▶ [Data entries]:
begin

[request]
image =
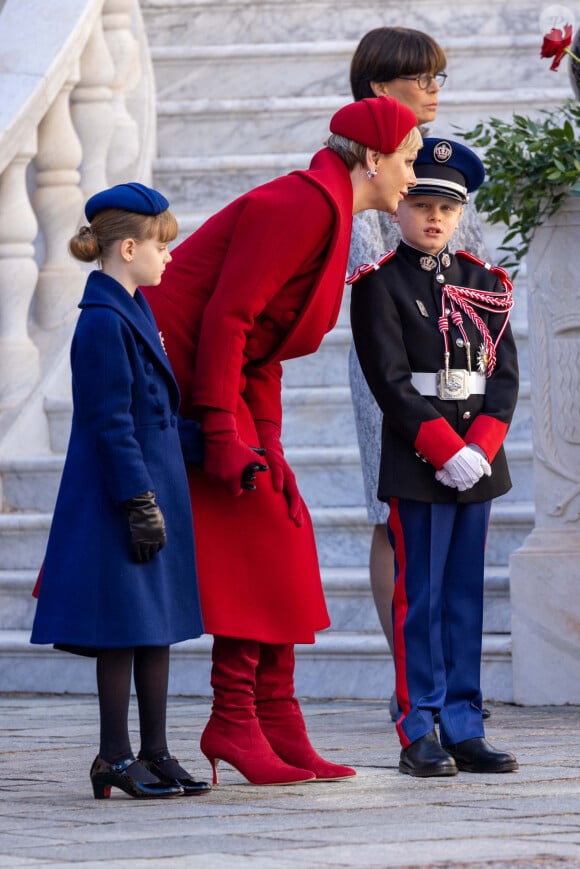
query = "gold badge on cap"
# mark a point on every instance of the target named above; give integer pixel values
(442, 152)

end

▶ [Aim]: Please write out the data above word for word, leaving out the pictures.

▶ [Response]:
[request]
image =
query = "gold badge on cap"
# mark a point on every instance of the target named above; give integer pixel values
(442, 152)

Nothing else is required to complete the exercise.